→ **PROBLEM STATEMENT**
Would you restate, exactly as they appear, the lines from the one containing "point: waterfall -- a" through the end of the data below?

→ **RECORDS**
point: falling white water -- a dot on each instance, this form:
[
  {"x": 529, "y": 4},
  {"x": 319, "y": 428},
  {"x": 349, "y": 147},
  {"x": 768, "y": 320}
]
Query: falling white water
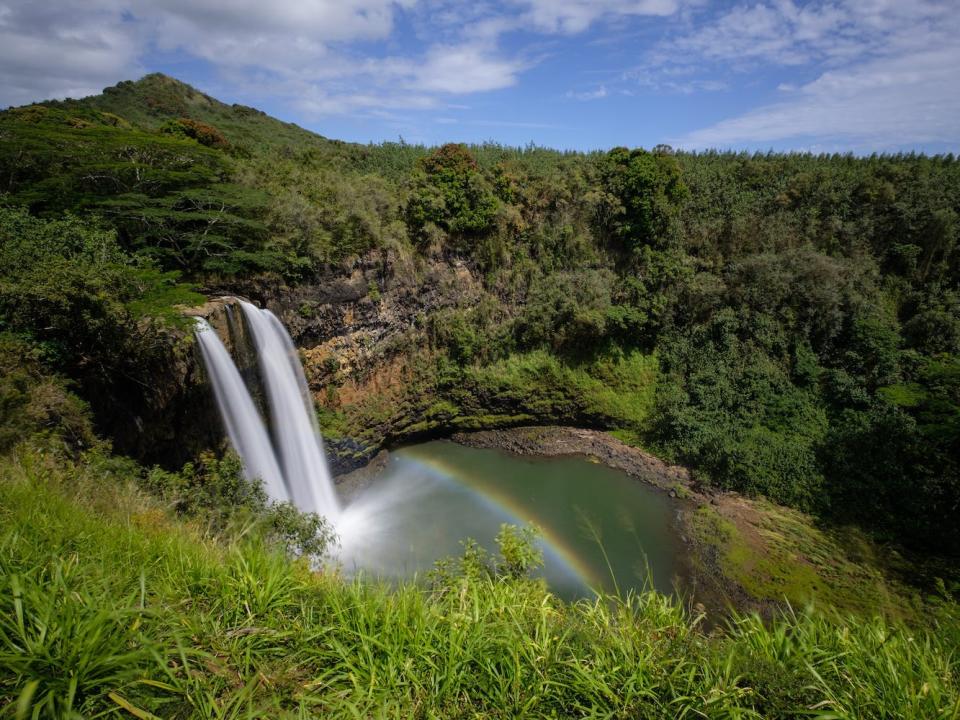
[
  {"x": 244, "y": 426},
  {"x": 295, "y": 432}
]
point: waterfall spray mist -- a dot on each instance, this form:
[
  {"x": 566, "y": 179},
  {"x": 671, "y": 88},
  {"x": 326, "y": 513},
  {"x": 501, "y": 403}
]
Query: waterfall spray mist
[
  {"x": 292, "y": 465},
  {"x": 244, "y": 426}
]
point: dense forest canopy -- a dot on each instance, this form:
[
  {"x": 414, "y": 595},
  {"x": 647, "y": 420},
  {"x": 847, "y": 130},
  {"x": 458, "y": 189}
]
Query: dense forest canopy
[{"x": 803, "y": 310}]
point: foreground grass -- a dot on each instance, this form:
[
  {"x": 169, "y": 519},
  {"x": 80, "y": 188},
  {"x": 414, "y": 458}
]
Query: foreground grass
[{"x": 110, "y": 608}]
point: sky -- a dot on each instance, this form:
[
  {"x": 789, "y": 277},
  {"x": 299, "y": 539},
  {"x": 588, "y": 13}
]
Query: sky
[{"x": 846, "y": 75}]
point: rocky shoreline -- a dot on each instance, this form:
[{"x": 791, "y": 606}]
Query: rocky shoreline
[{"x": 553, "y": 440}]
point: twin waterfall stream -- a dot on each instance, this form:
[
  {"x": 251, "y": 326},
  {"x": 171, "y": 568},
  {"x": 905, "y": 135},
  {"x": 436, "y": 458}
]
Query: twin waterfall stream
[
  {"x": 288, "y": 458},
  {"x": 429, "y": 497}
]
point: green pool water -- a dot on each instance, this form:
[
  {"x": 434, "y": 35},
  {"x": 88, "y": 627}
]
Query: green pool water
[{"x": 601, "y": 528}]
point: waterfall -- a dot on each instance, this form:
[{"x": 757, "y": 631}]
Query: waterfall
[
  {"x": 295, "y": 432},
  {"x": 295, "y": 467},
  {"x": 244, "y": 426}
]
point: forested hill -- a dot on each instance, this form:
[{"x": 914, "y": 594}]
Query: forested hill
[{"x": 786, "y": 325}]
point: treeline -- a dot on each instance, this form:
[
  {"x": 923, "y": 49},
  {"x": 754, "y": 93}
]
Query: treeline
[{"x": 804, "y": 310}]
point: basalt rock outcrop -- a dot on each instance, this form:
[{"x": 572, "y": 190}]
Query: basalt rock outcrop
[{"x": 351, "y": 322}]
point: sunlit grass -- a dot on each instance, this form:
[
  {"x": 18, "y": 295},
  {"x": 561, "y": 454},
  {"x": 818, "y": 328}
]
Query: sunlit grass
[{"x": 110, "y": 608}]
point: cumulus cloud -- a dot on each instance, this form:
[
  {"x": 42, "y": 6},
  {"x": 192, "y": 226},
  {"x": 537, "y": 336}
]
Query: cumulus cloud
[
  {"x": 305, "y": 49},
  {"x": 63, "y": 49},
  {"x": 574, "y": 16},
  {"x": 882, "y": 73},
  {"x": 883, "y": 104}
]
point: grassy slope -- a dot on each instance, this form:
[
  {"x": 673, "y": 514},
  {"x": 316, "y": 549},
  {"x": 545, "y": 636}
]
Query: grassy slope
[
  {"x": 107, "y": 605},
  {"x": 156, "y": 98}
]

→ **SOLUTION TO THE EXERCISE**
point: waterfall -- a dot on each instance, this form:
[{"x": 757, "y": 631}]
Query: waterfall
[
  {"x": 295, "y": 432},
  {"x": 295, "y": 467},
  {"x": 244, "y": 426}
]
point: forested hill -- a dot on each instance, this form:
[{"x": 914, "y": 594}]
Query: forested hill
[{"x": 786, "y": 325}]
point: treeline -- a dot on each instance, this form:
[
  {"x": 923, "y": 49},
  {"x": 754, "y": 93}
]
Query: treeline
[{"x": 804, "y": 310}]
point: basalt rock outcrop -- a dot on each instance, this form:
[{"x": 572, "y": 190}]
Query: basalt rock outcrop
[{"x": 351, "y": 322}]
point: sunlit grass -- a dot on each instance, this form:
[
  {"x": 18, "y": 295},
  {"x": 561, "y": 454},
  {"x": 818, "y": 328}
]
Query: sunlit grass
[{"x": 110, "y": 608}]
point: cumulus cloud -- a dot on each instance, this form:
[
  {"x": 42, "y": 6},
  {"x": 192, "y": 226},
  {"x": 537, "y": 336}
]
Query: cumulus cloud
[
  {"x": 305, "y": 49},
  {"x": 63, "y": 49},
  {"x": 574, "y": 16},
  {"x": 882, "y": 73},
  {"x": 883, "y": 104}
]
point: grassy slope -- a dot on each instance, this form:
[
  {"x": 673, "y": 514},
  {"x": 316, "y": 549},
  {"x": 545, "y": 636}
]
Query: grassy slope
[
  {"x": 107, "y": 605},
  {"x": 156, "y": 98}
]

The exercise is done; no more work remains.